*DATASET ROWS:*
=-=-=

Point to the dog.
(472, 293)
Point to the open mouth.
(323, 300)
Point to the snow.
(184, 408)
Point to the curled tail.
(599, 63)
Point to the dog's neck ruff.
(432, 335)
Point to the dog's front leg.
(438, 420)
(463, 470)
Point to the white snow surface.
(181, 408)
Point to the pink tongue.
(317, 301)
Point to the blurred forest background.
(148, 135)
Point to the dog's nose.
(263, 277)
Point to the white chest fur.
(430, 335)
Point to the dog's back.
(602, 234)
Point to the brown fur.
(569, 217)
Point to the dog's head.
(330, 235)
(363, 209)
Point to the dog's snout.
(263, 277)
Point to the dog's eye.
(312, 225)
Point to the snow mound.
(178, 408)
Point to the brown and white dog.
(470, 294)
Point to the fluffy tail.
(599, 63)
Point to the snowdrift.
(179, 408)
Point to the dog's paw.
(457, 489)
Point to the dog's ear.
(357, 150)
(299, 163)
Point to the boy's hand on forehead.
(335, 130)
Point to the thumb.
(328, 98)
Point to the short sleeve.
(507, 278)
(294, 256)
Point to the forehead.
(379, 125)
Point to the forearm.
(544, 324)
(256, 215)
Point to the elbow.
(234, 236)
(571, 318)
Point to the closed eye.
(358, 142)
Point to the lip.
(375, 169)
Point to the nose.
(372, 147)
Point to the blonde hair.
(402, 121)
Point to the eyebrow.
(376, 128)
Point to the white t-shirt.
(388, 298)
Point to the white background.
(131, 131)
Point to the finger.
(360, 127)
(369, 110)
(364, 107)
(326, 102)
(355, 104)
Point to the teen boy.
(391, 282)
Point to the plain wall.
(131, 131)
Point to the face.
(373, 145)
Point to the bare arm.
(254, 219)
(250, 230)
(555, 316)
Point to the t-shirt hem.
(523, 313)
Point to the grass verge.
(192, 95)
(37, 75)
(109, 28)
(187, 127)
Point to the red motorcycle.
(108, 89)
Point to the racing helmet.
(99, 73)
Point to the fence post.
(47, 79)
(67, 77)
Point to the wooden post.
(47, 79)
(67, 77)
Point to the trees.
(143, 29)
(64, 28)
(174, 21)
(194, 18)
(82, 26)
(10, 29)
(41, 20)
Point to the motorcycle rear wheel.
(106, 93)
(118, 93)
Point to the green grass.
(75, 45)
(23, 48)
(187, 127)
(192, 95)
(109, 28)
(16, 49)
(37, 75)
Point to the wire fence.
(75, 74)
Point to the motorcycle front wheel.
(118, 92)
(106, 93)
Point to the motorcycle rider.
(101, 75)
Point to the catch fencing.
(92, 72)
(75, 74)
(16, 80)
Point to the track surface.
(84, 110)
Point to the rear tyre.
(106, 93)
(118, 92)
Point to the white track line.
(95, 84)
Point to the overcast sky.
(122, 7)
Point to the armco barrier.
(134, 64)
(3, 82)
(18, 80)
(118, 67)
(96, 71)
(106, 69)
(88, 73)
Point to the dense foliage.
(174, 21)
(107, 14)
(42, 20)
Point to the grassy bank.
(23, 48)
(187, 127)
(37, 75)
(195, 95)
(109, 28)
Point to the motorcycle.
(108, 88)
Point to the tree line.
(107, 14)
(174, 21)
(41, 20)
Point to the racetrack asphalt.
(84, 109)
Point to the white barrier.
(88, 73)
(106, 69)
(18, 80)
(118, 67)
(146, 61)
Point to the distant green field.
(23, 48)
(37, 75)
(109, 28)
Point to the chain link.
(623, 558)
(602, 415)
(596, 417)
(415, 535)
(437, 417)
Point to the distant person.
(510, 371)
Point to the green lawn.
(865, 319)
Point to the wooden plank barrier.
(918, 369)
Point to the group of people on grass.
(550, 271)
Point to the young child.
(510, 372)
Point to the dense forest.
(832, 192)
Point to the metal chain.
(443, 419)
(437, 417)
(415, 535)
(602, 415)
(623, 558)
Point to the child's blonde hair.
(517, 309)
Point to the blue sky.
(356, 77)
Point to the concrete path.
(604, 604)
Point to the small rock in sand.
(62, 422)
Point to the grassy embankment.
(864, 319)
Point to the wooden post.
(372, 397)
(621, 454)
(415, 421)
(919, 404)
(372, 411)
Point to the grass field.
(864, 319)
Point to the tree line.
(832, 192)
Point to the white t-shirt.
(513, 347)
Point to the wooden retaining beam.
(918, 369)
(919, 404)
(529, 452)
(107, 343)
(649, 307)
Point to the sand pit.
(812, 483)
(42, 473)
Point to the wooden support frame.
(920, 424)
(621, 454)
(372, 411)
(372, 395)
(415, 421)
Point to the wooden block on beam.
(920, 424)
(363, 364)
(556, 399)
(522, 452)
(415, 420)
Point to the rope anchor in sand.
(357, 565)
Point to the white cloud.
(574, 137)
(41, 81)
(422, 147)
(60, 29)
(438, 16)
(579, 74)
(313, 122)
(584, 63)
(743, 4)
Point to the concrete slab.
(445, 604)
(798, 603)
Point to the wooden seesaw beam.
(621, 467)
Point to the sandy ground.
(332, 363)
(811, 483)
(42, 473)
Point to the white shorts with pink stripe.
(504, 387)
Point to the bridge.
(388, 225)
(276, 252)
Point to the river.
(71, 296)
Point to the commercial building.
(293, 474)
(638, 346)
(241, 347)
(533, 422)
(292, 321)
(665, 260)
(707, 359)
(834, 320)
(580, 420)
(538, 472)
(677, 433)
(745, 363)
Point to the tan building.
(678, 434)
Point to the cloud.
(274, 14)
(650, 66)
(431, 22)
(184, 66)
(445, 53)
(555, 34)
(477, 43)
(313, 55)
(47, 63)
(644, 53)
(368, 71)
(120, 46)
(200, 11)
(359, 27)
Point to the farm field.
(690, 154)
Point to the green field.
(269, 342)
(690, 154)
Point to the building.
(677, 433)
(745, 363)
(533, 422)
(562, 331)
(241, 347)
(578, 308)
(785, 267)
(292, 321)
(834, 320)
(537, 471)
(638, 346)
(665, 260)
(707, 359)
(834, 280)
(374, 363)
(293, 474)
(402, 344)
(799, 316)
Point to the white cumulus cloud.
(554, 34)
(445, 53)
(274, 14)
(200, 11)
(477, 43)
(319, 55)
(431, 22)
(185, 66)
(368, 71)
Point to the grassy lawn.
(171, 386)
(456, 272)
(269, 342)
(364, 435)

=-=-=

Reproduce, word for word, only the lines from the one that contains "Point to the white shorts with pink stripe." through the final line.

Point to the white shorts with pink stripe.
(504, 387)
Point to the bridge.
(388, 225)
(276, 252)
Point to the river.
(71, 296)
Point to the commercial building.
(293, 474)
(638, 346)
(241, 347)
(533, 422)
(292, 321)
(665, 260)
(707, 359)
(834, 320)
(580, 420)
(538, 472)
(677, 433)
(745, 363)
Point to the tan building.
(678, 434)
Point to the cloud.
(274, 14)
(650, 66)
(431, 22)
(184, 66)
(445, 53)
(555, 34)
(477, 43)
(313, 55)
(47, 63)
(644, 53)
(368, 71)
(120, 46)
(200, 11)
(359, 27)
Point to the farm field.
(690, 154)
Point to the green field.
(269, 342)
(690, 154)
Point to the building.
(677, 433)
(745, 363)
(533, 422)
(562, 331)
(241, 347)
(578, 308)
(785, 267)
(292, 321)
(834, 320)
(537, 471)
(638, 346)
(665, 260)
(707, 359)
(834, 280)
(374, 363)
(293, 474)
(402, 344)
(799, 316)
Point to the white cumulus cloud.
(554, 34)
(445, 53)
(274, 14)
(200, 11)
(477, 43)
(319, 55)
(431, 22)
(185, 66)
(368, 71)
Point to the grassy lawn.
(171, 386)
(456, 272)
(269, 342)
(364, 435)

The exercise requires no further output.